# Work request
Reproduce the part of the Juneteenth article below, starting with "Saturday's Juneteenth events" and going on through "a federal holiday.".

--- Excerpt provided Enclosed Below ---

The 411 on Juneteenth, a Celebration of Freedom from Slavery


Saturday's Juneteenth events - the United States' oldest known celebration of the end of slavery - will take on special meaning  this year. On Wednesday, the U.S. House of Representatives  overwhelmingly joined the U.S. Senate in making Juneteenth a federal holiday.

President Joe Biden today signed the Juneteenth National Independence Day Act into law, granting every federal employee a day off annually on June 19 to commemorate the day Black slaves learned they had been freed. 

The Birmingham Public Library will celebrate Juneteenth weekend by hosting its nationally-recognized "Read-In for Justice" program on Friday, June 18, beginning at 10:00 a.m. at Learning Tree Park outside the Five Points West Regional Library. The public is invited as area citizens and leaders read works about the issue of race and social justice.  

What is Juneteenth?

Juneteenth stands for June 19, 1865, the day enslaved people in Galveston, Texas, discovered President Abraham Lincoln's Emancipation Proclamation freed enslaved African Americans in rebel states 2½ years earlier. Juneteeth is also known as Freedom Day or Emancipation Day. 

Although Lincoln's Emancipation Proclamation went into effect Jan. 1, 1863, his executive order did not free all of the 4 million slaves in the U.S. - only those in states that had surrendered to Union forces. 

The Emancipation Proclamation had no teeth in much of the U.S. as it was signed at the midpoint of the U.S. Civil War. General Gordon Granger and his Union soldiers did not arrive with news that all enslaved people had been freed by executive order until June 1865, two months after President Lincoln had been assassinated.  The American Civil War officially ended on June 2, 1865.

--- End of Enclosed Excerpt provided ---
--- The data Enclosed Below ---

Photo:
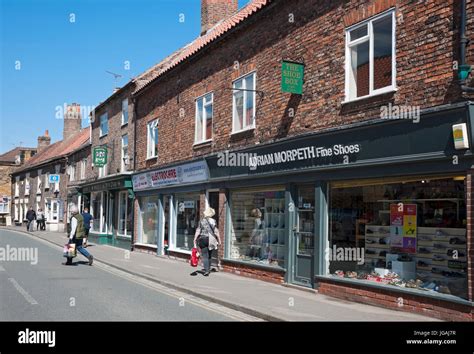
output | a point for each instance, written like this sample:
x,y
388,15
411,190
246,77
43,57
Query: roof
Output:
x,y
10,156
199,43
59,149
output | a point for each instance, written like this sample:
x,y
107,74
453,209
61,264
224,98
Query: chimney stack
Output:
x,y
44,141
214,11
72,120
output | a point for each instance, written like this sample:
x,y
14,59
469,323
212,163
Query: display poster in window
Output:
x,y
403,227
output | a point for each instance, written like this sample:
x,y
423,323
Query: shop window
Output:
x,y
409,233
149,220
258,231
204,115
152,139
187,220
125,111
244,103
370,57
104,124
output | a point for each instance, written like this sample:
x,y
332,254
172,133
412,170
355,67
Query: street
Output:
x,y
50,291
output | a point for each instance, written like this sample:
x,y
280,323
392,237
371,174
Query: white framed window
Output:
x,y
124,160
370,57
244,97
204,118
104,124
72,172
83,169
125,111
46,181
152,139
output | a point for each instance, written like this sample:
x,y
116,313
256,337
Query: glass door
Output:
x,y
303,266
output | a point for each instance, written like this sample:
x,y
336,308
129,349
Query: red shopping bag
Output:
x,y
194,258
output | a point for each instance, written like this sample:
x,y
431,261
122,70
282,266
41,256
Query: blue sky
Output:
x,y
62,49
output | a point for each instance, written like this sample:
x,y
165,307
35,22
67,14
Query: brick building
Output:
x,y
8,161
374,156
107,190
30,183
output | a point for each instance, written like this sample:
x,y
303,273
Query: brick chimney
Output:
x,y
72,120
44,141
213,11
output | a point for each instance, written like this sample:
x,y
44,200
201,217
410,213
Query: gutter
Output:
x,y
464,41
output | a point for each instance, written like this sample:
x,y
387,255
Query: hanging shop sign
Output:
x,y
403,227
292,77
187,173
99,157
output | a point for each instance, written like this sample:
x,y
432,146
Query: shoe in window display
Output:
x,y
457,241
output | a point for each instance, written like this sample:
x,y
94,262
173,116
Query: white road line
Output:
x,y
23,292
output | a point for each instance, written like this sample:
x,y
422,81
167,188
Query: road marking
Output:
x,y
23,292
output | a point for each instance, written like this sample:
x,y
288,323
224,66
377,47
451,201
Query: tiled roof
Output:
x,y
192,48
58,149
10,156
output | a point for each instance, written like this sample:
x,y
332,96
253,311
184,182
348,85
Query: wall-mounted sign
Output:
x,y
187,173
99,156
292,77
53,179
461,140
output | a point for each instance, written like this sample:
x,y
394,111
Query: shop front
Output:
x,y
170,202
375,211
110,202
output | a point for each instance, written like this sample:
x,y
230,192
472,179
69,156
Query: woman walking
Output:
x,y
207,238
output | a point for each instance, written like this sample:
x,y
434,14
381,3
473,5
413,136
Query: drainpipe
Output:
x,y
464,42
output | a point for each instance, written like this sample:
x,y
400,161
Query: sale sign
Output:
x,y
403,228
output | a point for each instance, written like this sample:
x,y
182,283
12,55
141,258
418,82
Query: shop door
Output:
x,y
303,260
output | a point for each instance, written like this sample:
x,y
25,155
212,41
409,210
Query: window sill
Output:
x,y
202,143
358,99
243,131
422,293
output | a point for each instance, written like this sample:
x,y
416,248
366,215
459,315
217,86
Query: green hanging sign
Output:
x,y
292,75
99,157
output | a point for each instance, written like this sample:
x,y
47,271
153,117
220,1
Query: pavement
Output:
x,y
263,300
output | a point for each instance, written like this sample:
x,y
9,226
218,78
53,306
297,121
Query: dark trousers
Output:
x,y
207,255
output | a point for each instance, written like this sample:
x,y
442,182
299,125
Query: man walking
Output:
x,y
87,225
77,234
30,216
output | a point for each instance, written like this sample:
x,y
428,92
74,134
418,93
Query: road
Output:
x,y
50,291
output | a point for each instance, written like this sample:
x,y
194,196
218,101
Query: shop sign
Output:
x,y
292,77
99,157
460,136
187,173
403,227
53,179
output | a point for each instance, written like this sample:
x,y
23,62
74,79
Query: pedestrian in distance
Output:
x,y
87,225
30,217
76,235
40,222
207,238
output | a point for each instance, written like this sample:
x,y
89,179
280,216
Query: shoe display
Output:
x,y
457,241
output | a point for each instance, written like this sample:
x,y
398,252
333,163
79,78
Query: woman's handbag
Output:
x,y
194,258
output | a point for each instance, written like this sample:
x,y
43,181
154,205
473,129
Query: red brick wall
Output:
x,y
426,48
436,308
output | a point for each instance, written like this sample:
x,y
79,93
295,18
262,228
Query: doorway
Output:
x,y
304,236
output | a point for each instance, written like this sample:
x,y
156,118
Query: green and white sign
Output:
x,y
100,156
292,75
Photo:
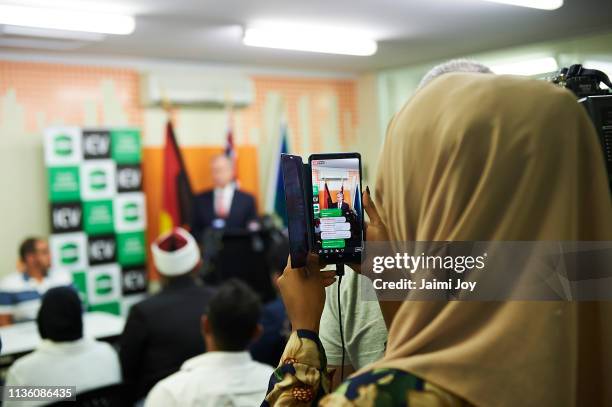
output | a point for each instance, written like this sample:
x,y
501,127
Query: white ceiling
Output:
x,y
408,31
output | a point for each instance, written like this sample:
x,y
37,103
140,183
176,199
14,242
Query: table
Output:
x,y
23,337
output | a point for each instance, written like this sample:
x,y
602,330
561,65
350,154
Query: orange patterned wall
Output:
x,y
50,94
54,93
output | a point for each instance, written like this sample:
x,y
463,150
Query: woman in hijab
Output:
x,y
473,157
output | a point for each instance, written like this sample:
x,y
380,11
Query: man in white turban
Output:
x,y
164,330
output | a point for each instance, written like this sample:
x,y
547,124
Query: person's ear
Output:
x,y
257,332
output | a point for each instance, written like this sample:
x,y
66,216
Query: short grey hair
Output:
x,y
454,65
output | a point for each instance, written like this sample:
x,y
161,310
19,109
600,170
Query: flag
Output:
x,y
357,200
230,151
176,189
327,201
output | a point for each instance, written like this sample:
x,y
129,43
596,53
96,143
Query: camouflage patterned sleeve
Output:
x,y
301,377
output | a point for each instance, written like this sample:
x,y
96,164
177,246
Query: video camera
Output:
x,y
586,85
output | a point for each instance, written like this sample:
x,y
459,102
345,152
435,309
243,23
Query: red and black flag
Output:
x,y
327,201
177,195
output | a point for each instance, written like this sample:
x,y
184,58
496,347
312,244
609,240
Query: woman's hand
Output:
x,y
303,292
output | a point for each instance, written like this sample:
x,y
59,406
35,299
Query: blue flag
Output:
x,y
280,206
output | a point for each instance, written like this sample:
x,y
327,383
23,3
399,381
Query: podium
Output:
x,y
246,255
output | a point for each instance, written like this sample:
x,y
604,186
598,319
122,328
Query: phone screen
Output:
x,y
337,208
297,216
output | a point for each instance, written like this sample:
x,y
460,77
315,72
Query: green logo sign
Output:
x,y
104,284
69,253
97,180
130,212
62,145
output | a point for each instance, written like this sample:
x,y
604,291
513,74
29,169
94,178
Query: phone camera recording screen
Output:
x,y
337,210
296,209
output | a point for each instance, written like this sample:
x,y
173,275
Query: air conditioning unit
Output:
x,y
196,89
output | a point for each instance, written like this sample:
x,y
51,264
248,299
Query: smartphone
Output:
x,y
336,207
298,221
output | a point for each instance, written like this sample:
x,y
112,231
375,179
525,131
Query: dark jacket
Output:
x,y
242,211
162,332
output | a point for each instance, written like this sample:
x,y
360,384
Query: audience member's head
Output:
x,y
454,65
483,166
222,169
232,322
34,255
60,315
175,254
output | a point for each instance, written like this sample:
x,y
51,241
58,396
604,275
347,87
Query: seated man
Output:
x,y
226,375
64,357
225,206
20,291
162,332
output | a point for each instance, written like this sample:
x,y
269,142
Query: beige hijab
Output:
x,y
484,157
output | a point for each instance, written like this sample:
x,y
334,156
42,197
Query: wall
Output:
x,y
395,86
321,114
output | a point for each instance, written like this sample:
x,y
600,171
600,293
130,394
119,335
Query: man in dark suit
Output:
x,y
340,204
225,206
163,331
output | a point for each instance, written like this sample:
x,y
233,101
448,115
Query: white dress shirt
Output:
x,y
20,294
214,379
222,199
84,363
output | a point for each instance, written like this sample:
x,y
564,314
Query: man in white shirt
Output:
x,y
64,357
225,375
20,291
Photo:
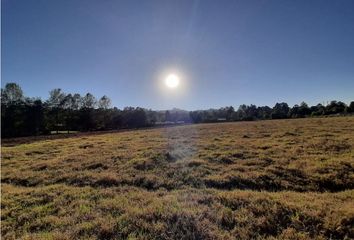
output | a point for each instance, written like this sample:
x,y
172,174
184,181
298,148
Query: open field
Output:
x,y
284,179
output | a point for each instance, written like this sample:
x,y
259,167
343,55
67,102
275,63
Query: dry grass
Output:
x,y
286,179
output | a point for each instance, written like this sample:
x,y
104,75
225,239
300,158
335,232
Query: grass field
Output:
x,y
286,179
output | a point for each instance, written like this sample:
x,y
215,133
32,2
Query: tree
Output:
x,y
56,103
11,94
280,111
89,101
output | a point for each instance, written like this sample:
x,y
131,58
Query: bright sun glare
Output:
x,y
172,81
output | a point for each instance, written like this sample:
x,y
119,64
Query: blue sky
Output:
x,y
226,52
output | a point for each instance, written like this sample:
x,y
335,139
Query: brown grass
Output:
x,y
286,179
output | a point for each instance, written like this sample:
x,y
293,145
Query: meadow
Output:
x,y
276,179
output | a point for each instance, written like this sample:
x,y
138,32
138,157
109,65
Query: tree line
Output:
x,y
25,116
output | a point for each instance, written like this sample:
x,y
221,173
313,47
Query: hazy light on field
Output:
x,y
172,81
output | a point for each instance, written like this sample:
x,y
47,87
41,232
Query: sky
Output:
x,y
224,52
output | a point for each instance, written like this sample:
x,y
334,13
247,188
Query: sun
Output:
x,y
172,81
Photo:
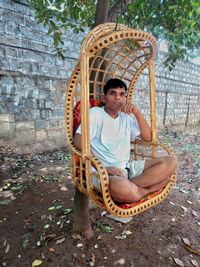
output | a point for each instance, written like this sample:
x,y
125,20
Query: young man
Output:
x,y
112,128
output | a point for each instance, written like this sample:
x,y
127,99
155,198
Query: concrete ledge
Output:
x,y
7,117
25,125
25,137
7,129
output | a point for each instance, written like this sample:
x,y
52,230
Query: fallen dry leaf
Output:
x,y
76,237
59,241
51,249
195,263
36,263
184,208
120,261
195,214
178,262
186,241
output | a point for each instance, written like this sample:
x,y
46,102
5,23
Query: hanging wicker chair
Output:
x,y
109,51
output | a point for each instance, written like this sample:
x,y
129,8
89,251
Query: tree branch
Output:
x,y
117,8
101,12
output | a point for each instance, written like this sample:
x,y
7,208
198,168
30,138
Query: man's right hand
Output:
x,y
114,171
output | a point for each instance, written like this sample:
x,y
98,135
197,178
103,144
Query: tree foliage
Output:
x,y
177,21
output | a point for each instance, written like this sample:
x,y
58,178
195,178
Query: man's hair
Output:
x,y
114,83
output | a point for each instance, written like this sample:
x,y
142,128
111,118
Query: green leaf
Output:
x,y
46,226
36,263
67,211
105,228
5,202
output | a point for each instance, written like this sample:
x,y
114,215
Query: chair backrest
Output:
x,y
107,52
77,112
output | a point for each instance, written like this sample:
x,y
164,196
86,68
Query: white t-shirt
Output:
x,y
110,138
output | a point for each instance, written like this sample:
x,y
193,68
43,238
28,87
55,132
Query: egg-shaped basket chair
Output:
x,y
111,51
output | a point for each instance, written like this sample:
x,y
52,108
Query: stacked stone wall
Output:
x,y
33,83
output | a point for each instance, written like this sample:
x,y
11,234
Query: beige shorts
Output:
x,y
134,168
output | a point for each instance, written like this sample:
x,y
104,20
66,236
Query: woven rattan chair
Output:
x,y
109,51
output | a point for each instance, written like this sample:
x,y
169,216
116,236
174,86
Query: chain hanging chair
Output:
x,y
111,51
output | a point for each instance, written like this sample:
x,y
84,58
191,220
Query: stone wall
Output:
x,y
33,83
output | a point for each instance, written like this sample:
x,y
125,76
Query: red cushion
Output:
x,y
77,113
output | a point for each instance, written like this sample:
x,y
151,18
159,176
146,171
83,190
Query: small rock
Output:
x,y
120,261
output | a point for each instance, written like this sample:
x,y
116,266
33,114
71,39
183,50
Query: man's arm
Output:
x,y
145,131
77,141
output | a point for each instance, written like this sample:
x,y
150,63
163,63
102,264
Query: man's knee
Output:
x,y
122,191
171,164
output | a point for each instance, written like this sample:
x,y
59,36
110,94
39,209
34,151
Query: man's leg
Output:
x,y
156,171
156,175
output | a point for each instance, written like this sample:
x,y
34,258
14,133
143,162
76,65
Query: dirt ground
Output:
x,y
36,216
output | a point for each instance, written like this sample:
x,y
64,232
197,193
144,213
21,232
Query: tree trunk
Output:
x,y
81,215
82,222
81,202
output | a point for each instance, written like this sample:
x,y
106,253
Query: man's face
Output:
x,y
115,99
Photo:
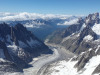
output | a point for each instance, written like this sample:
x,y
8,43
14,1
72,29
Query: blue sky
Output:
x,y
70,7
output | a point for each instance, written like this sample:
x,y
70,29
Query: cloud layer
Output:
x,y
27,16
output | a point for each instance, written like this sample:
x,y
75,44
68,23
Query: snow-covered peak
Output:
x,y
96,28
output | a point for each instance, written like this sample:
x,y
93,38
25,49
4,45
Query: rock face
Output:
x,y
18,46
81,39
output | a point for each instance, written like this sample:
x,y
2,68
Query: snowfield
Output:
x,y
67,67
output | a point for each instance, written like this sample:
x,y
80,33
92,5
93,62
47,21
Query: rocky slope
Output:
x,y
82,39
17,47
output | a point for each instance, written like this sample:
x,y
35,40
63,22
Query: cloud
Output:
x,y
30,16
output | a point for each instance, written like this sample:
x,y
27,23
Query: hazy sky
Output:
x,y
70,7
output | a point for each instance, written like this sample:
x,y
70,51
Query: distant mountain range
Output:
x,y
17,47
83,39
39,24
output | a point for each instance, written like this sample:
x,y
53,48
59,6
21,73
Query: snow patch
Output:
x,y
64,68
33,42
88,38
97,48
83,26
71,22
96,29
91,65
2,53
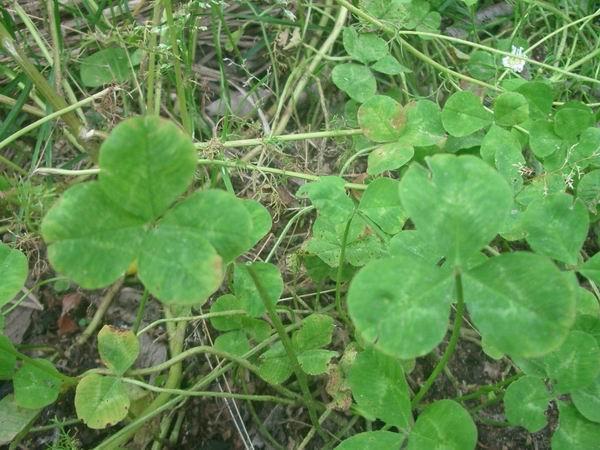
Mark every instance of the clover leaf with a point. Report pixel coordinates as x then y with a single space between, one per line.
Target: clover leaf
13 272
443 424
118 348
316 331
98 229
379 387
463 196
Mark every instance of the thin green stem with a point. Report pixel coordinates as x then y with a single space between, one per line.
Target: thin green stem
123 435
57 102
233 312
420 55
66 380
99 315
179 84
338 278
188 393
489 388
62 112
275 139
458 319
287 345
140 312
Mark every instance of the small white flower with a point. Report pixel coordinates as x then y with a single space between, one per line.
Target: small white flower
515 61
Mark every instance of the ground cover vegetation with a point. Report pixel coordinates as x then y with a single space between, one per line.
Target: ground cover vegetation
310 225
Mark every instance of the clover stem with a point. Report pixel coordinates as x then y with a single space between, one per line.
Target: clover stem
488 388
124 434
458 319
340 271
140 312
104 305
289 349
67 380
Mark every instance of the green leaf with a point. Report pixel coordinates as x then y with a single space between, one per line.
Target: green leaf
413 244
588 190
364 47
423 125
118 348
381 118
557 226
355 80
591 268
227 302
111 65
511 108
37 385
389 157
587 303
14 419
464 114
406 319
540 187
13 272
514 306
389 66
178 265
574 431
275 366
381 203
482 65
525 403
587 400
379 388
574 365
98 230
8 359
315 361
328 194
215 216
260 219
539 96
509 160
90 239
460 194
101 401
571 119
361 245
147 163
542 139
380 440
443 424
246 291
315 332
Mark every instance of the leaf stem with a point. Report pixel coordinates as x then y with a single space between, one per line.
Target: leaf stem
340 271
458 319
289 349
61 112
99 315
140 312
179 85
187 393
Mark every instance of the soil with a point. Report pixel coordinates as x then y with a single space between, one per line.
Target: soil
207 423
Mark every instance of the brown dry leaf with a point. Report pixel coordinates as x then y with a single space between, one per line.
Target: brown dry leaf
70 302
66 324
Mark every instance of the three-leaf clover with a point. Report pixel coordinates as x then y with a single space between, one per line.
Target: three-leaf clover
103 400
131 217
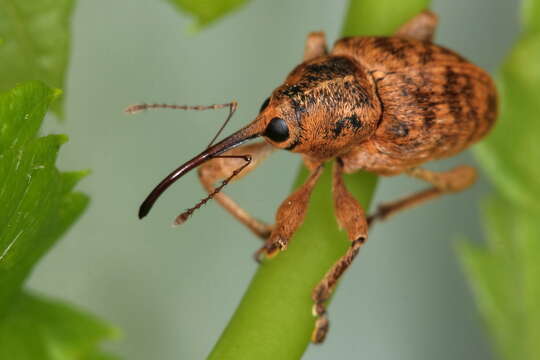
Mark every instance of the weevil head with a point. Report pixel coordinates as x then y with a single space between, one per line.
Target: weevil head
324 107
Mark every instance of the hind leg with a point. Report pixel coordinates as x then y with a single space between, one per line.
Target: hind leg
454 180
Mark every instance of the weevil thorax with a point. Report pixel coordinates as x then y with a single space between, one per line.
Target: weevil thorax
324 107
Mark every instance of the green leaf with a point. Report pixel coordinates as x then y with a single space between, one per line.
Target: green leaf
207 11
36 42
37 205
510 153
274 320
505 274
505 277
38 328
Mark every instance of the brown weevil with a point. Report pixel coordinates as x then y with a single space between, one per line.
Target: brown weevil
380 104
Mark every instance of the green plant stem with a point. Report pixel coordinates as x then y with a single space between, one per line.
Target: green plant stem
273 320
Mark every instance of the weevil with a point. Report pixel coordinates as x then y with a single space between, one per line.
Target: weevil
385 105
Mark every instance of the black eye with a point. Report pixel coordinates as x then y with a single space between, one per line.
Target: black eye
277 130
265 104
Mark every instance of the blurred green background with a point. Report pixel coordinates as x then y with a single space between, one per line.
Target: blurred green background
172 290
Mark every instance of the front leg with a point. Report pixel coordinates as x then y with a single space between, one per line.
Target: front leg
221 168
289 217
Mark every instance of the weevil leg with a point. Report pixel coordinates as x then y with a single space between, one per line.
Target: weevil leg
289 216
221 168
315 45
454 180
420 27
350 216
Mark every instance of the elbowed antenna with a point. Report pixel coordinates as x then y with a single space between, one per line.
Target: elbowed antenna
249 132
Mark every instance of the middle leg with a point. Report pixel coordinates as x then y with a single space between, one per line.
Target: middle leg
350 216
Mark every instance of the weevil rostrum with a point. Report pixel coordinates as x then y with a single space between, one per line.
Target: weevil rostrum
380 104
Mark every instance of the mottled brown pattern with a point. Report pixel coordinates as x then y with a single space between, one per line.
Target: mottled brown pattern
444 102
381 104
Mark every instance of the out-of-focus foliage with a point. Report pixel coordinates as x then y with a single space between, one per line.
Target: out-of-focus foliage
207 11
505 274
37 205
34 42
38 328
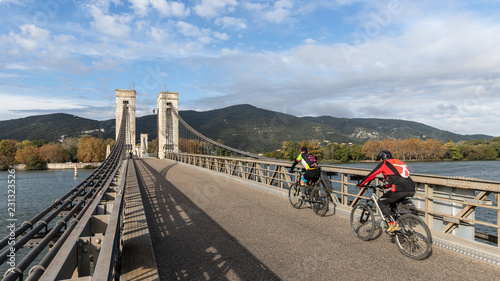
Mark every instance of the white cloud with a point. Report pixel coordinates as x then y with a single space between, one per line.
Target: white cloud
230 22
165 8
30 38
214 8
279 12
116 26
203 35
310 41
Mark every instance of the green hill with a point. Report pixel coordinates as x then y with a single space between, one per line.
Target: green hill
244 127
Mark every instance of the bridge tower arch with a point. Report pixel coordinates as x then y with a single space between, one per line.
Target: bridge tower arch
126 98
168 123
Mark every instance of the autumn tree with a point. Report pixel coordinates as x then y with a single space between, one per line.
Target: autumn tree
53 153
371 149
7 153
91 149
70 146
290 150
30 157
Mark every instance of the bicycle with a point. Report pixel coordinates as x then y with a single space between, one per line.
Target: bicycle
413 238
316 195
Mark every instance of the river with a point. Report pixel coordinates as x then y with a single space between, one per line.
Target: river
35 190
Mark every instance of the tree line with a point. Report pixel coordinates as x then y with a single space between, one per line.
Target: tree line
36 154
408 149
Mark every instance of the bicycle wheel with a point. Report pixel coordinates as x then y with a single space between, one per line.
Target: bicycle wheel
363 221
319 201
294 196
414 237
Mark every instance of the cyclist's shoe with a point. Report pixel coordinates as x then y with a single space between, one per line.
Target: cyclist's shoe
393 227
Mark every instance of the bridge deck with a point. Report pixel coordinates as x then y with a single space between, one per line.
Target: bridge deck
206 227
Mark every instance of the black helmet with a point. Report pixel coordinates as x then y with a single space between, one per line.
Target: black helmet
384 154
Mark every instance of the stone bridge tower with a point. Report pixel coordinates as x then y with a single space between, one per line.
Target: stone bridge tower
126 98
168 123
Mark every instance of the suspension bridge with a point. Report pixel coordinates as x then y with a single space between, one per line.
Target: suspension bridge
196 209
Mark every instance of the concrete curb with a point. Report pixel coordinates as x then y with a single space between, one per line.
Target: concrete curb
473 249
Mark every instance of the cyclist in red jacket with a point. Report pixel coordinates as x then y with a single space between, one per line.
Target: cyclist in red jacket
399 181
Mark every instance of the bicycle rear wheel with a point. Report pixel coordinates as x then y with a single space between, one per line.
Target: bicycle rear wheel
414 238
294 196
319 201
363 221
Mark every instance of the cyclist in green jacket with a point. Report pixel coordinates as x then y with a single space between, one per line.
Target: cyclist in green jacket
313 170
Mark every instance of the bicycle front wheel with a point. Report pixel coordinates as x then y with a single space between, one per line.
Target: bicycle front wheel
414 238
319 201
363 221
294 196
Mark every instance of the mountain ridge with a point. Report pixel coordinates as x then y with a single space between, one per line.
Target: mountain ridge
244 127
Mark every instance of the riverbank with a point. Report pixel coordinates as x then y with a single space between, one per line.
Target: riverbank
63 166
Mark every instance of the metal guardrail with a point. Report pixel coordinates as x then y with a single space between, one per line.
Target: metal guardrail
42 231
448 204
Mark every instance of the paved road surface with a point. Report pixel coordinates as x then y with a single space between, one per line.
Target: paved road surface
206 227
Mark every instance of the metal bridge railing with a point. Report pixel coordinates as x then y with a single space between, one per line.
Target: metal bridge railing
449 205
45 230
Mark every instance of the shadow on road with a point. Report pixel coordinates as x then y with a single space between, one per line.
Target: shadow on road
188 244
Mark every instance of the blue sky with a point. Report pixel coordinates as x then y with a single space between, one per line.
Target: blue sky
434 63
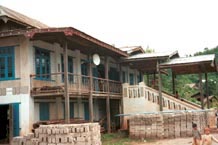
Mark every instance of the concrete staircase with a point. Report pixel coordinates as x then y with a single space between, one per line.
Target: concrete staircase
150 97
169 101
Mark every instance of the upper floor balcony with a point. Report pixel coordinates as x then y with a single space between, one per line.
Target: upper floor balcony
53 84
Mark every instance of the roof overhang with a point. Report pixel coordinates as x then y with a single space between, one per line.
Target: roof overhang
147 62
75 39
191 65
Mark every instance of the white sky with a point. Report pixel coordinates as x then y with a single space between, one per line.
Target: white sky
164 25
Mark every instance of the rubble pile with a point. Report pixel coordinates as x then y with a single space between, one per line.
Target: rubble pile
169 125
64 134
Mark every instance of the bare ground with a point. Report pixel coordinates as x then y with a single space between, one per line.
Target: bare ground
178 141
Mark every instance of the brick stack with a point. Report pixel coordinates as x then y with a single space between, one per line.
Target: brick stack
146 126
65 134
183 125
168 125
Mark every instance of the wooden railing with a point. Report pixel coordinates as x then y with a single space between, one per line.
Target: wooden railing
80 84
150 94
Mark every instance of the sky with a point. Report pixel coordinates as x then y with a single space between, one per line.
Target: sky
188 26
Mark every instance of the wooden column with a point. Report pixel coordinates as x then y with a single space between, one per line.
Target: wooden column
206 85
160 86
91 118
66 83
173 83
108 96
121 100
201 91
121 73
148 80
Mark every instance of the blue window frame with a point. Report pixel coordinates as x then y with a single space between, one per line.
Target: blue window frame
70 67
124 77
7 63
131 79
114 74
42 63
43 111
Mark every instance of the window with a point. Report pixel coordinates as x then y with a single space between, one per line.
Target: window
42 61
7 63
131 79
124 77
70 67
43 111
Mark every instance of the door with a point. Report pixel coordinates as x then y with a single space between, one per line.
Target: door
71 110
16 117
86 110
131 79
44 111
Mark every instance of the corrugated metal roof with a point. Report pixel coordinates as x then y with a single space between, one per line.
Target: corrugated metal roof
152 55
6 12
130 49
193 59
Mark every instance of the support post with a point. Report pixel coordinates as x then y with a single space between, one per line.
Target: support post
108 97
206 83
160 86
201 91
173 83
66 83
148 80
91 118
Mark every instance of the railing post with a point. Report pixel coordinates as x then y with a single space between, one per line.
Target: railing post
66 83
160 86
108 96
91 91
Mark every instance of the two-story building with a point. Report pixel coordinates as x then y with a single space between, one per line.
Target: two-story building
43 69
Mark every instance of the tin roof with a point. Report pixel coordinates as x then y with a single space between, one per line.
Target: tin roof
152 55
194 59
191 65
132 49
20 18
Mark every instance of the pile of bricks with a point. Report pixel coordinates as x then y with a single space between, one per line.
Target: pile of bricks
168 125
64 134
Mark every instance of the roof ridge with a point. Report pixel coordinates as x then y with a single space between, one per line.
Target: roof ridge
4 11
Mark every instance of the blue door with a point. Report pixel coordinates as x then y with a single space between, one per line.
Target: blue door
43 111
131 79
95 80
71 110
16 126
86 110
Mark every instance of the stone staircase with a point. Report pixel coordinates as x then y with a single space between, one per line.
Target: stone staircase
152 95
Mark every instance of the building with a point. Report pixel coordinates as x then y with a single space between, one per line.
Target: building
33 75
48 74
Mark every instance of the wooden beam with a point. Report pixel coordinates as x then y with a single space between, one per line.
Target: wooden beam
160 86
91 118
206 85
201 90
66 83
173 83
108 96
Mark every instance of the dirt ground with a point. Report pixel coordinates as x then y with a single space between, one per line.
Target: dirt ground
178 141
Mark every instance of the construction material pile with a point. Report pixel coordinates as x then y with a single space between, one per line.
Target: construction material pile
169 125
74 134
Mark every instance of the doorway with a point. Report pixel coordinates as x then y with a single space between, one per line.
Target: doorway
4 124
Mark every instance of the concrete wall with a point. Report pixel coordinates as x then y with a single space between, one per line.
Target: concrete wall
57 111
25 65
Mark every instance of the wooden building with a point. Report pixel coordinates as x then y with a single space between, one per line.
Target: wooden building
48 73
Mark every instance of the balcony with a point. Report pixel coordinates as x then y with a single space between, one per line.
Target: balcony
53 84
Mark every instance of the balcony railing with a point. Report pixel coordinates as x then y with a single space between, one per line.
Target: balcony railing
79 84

--- End of Enclosed The data ---

# Answer below
Saturday's Juneteenth events - the United States' oldest known celebration of the end of slavery - will take on special meaning  this year. On Wednesday, the U.S. House of Representatives  overwhelmingly joined the U.S. Senate in making Juneteenth a federal holiday.